All the entries that follow must be written out again exactly.

━━━━━━━━━━━━━━━━━━━━━━━━━━━━━━

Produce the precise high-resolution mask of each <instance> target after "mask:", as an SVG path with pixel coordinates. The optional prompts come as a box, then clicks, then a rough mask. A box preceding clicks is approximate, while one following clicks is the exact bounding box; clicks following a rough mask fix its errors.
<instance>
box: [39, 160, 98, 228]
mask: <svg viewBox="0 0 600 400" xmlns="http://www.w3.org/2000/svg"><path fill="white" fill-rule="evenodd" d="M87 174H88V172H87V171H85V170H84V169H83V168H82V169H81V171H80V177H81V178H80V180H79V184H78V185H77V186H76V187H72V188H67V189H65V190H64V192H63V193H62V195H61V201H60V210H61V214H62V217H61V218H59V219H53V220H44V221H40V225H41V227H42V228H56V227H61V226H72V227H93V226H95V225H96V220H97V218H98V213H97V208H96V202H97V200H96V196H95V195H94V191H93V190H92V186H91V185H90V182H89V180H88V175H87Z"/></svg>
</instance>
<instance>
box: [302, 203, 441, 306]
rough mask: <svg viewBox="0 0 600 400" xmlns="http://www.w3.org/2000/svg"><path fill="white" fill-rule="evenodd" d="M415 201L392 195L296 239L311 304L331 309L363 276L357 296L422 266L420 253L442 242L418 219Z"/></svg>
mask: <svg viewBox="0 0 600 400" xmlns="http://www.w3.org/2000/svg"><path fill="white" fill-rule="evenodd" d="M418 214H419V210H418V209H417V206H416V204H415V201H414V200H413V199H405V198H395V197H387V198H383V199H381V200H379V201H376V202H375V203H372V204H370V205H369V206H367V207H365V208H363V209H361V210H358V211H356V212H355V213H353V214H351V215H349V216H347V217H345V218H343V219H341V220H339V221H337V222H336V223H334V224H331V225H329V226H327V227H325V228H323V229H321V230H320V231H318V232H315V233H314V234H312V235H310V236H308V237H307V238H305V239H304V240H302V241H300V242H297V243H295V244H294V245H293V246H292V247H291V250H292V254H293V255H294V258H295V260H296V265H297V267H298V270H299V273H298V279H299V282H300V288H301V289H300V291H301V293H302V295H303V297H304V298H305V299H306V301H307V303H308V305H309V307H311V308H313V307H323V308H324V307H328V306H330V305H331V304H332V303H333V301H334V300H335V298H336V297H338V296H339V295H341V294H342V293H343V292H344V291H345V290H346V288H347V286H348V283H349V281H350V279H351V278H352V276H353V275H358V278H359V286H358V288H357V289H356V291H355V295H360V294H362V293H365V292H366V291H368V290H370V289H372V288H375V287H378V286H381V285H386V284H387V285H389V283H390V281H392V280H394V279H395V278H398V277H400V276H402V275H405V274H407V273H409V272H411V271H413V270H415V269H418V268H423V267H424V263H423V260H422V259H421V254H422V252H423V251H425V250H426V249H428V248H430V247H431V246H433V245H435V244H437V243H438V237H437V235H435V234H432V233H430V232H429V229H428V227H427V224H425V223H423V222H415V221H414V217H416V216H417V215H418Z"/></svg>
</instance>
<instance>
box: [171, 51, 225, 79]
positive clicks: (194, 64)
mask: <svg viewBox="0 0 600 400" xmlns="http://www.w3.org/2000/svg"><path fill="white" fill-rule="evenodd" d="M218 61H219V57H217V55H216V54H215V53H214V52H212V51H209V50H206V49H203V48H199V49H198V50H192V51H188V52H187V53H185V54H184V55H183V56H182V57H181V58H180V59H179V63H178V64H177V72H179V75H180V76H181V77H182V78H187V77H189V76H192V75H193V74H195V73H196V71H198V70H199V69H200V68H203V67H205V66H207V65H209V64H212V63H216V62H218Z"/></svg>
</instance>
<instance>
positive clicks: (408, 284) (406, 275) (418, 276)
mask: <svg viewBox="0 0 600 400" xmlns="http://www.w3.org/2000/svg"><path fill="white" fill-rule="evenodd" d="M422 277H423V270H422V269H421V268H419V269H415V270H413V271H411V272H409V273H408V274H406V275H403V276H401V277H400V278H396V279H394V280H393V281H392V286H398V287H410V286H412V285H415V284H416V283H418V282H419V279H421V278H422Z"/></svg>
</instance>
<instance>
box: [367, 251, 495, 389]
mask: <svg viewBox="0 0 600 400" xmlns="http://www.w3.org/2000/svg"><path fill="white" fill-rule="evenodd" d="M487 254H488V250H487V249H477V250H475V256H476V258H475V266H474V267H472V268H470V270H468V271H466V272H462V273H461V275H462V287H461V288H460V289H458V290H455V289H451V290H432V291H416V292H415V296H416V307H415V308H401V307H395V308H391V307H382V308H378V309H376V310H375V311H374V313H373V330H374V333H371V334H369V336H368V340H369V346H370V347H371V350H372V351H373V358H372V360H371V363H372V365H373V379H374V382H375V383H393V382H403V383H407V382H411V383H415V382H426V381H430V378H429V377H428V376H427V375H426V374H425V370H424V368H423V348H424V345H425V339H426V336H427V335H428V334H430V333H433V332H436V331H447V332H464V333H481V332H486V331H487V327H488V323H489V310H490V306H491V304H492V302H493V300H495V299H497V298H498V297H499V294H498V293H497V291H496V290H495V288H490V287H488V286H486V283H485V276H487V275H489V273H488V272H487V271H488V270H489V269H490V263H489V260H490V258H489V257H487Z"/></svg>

━━━━━━━━━━━━━━━━━━━━━━━━━━━━━━

#### Task answer
Produce the precise high-resolution mask of each <instance> target after "mask:", as an SVG path with pixel coordinates. The optional prompts come as a box, then clicks, then a rough mask. A box preceding clicks is approximate, while one following clicks is the exact bounding box; clicks following a rough mask fix its errors.
<instance>
box: [39, 160, 98, 228]
mask: <svg viewBox="0 0 600 400" xmlns="http://www.w3.org/2000/svg"><path fill="white" fill-rule="evenodd" d="M87 174H88V172H87V171H85V170H84V169H83V168H82V169H81V171H80V177H81V178H80V180H79V184H78V185H77V186H76V187H72V188H67V189H65V190H64V192H63V193H62V195H61V201H60V210H61V214H62V217H61V218H59V219H53V220H44V221H40V225H41V227H42V228H56V227H61V226H72V227H93V226H95V225H96V220H97V218H98V213H97V208H96V202H97V200H96V196H95V195H94V191H93V190H92V186H91V185H90V182H89V180H88V175H87Z"/></svg>
</instance>
<instance>
box: [302, 203, 441, 306]
rough mask: <svg viewBox="0 0 600 400" xmlns="http://www.w3.org/2000/svg"><path fill="white" fill-rule="evenodd" d="M415 201L392 195L296 239L311 304L331 309L363 276L357 296L422 266L420 253L442 242L418 219Z"/></svg>
mask: <svg viewBox="0 0 600 400" xmlns="http://www.w3.org/2000/svg"><path fill="white" fill-rule="evenodd" d="M418 214H419V210H418V209H417V206H416V204H415V201H414V200H413V199H405V198H395V197H387V198H383V199H381V200H379V201H376V202H375V203H372V204H370V205H369V206H367V207H365V208H363V209H361V210H358V211H356V212H355V213H353V214H351V215H349V216H347V217H345V218H343V219H341V220H339V221H337V222H336V223H334V224H331V225H329V226H327V227H325V228H323V229H321V230H320V231H318V232H315V233H314V234H312V235H310V236H308V237H307V238H305V239H304V240H302V241H300V242H297V243H295V244H294V245H293V246H292V247H291V250H292V254H293V255H294V258H295V260H296V265H297V267H298V270H299V273H298V279H299V282H300V288H301V289H300V291H301V293H302V295H303V297H304V298H305V299H306V301H307V303H308V305H309V307H311V308H313V307H323V308H324V307H328V306H330V305H331V304H332V303H333V301H334V300H335V298H336V297H338V296H339V295H341V294H342V293H343V292H344V291H345V290H346V288H347V286H348V283H349V281H350V279H351V278H352V276H353V275H358V278H359V286H358V288H357V289H356V291H355V295H360V294H362V293H365V292H366V291H368V290H370V289H372V288H375V287H378V286H381V285H386V284H387V285H389V283H390V281H392V280H394V279H395V278H398V277H400V276H402V275H405V274H407V273H409V272H411V271H413V270H415V269H418V268H423V267H424V263H423V260H422V259H421V254H422V252H423V251H425V250H426V249H428V248H430V247H431V246H433V245H435V244H437V243H438V237H437V235H435V234H432V233H430V232H429V229H428V227H427V224H425V223H423V222H415V221H414V217H416V216H417V215H418Z"/></svg>
</instance>
<instance>
box: [171, 51, 225, 79]
positive clicks: (194, 64)
mask: <svg viewBox="0 0 600 400" xmlns="http://www.w3.org/2000/svg"><path fill="white" fill-rule="evenodd" d="M218 61H219V57H217V55H216V54H215V53H214V52H212V51H209V50H206V49H203V48H199V49H198V50H192V51H188V52H187V53H185V54H184V55H183V56H182V57H181V58H180V59H179V63H178V64H177V72H179V75H180V76H181V77H182V78H187V77H189V76H192V75H193V74H195V73H196V71H198V70H199V69H200V68H203V67H205V66H207V65H209V64H212V63H216V62H218Z"/></svg>
</instance>
<instance>
positive clicks: (408, 284) (406, 275) (418, 276)
mask: <svg viewBox="0 0 600 400" xmlns="http://www.w3.org/2000/svg"><path fill="white" fill-rule="evenodd" d="M422 277H423V270H422V269H421V268H419V269H415V270H413V271H411V272H409V273H408V274H406V275H403V276H401V277H400V278H396V279H394V280H393V281H392V286H398V287H410V286H412V285H415V284H416V283H418V282H419V279H421V278H422Z"/></svg>
</instance>
<instance>
box: [367, 251, 495, 389]
mask: <svg viewBox="0 0 600 400" xmlns="http://www.w3.org/2000/svg"><path fill="white" fill-rule="evenodd" d="M487 254H488V250H487V249H477V250H475V256H476V258H475V266H474V267H472V268H470V270H468V271H466V272H462V273H461V275H462V287H461V288H460V289H458V290H455V289H451V290H432V291H416V292H415V296H416V307H415V308H401V307H395V308H391V307H382V308H378V309H376V310H375V311H374V313H373V330H374V333H371V334H369V336H368V340H369V346H370V347H371V350H372V351H373V358H372V360H371V363H372V365H373V379H374V382H375V383H393V382H403V383H407V382H411V383H415V382H426V381H430V378H429V377H428V376H427V375H426V374H425V370H424V368H423V348H424V345H425V339H426V336H427V335H428V334H430V333H433V332H436V331H447V332H464V333H481V332H486V331H487V327H488V323H489V310H490V306H491V304H492V302H493V300H495V299H497V298H498V297H499V294H498V293H497V291H496V290H495V288H490V287H488V286H486V283H485V276H487V275H489V273H488V272H487V271H488V270H489V269H490V263H489V260H490V258H489V257H487Z"/></svg>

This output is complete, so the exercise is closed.